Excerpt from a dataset
....
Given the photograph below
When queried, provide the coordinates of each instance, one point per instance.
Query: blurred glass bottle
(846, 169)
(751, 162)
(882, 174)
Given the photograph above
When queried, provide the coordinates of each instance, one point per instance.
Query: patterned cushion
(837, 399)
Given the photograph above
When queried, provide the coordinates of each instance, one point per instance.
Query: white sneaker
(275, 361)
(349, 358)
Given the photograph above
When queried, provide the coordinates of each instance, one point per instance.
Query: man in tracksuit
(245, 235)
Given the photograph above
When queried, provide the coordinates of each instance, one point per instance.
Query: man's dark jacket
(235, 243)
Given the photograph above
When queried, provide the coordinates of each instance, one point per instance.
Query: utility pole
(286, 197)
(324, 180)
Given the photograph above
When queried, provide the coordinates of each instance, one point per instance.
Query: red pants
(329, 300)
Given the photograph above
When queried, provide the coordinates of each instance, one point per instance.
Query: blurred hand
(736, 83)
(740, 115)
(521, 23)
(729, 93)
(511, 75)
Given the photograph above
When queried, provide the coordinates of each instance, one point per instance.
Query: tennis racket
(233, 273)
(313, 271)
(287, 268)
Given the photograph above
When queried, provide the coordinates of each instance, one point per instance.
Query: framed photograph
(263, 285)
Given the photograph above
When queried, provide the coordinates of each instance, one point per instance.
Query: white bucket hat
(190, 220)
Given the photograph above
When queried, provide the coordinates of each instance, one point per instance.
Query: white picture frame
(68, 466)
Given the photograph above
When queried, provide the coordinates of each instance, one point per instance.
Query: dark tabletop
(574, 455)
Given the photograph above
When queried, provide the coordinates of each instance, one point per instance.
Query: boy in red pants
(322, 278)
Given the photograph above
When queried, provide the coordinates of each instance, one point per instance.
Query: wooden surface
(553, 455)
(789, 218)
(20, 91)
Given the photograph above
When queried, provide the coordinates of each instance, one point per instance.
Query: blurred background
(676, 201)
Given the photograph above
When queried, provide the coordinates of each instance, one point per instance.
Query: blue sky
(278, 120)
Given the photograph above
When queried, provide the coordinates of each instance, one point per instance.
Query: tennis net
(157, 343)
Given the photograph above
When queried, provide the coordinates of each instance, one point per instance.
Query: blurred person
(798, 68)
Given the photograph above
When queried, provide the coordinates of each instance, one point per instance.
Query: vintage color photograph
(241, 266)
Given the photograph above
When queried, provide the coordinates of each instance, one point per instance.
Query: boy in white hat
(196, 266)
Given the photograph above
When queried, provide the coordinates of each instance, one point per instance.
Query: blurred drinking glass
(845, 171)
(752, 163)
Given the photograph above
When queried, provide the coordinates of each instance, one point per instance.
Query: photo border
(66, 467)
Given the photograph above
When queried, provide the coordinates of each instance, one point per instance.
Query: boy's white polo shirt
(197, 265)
....
> [PROBLEM DESCRIPTION]
Return the full listing, character for character.

> [ANSWER TO THE EXERCISE]
Given the photograph below
When queried, provide the coordinates of each instance, one point per instance.
Query: blurred glass bottle
(846, 169)
(751, 162)
(882, 174)
Given the photograph above
When queried, provide the coordinates of each instance, one point per instance.
Query: patterned cushion
(837, 399)
Given the photograph above
When queried, provide the coordinates of each instance, one point per instance.
Query: white sneaker
(275, 361)
(349, 358)
Given the photograph above
When queried, provide the coordinates of each instance, one point per instance.
Query: man in tracksuit
(245, 235)
Given the photograph above
When queried, provide the coordinates of each instance, one point per instance.
Query: man's dark jacket
(235, 243)
Given the photograph above
When queried, provide the coordinates of each instance, one point per instance.
Query: utility pole
(286, 197)
(324, 180)
Given the photograph above
When queried, provide the coordinates of each instance, one point per instance.
Query: red pants
(329, 300)
Given the photograph above
When queried, provide the coordinates of each instance, one point per instance.
Query: blurred hand
(736, 83)
(740, 115)
(521, 23)
(729, 93)
(511, 75)
Given the photograph above
When queried, provide the coordinates of each instance, one point per instance.
Query: tennis racket
(233, 273)
(313, 271)
(287, 268)
Given the photograph above
When queried, provide the coordinates of each instance, one point per instance.
Query: framed photograph
(263, 285)
Given the photograph above
When queried, provide the coordinates of each instance, one point per instance.
Query: white bucket hat
(190, 220)
Given the photograph above
When queried, provide the coordinates of each instance, one point per instance.
Query: white picture frame
(68, 466)
Given the photograph above
When queried, provide the coordinates of each instance, one point per instance.
Query: dark tabletop
(574, 455)
Given the photograph above
When queried, provide the coordinates of each instance, one point per instance.
Query: boy in red pants
(322, 278)
Given the photograph above
When queried, provide the coordinates of each instance, one point per instance.
Query: wooden surface
(553, 455)
(789, 218)
(20, 91)
Given the photograph above
When queried, provide the coordinates of each instance, one point per instance.
Query: blurred background
(676, 201)
Given the photograph above
When queried, provide the coordinates of each instance, one point per instance.
Query: blue sky
(278, 120)
Given the photograph above
When queried, provide the coordinates of each instance, one point per instance.
Query: tennis net
(157, 343)
Given the photograph above
When queried, provide the coordinates of each instance, one point per instance.
Query: blurred person
(798, 68)
Given the photograph above
When queried, provide the coordinates of each instance, one point per instance.
Query: vintage color photograph
(241, 266)
Given the photograph above
When queried, provide the coordinates of each instance, one point per instance.
Query: boy in white hat
(196, 266)
Given the photograph above
When queried, provide the coordinates of each instance, one point per instance.
Query: blurred drinking glass
(845, 171)
(752, 163)
Given the photograph above
When queried, provide the coordinates of each instance, one point per instance.
Query: photo border
(66, 467)
Given the photograph above
When queried, provide the coordinates of each instance, one point per instance.
Query: boy's white polo shirt
(197, 265)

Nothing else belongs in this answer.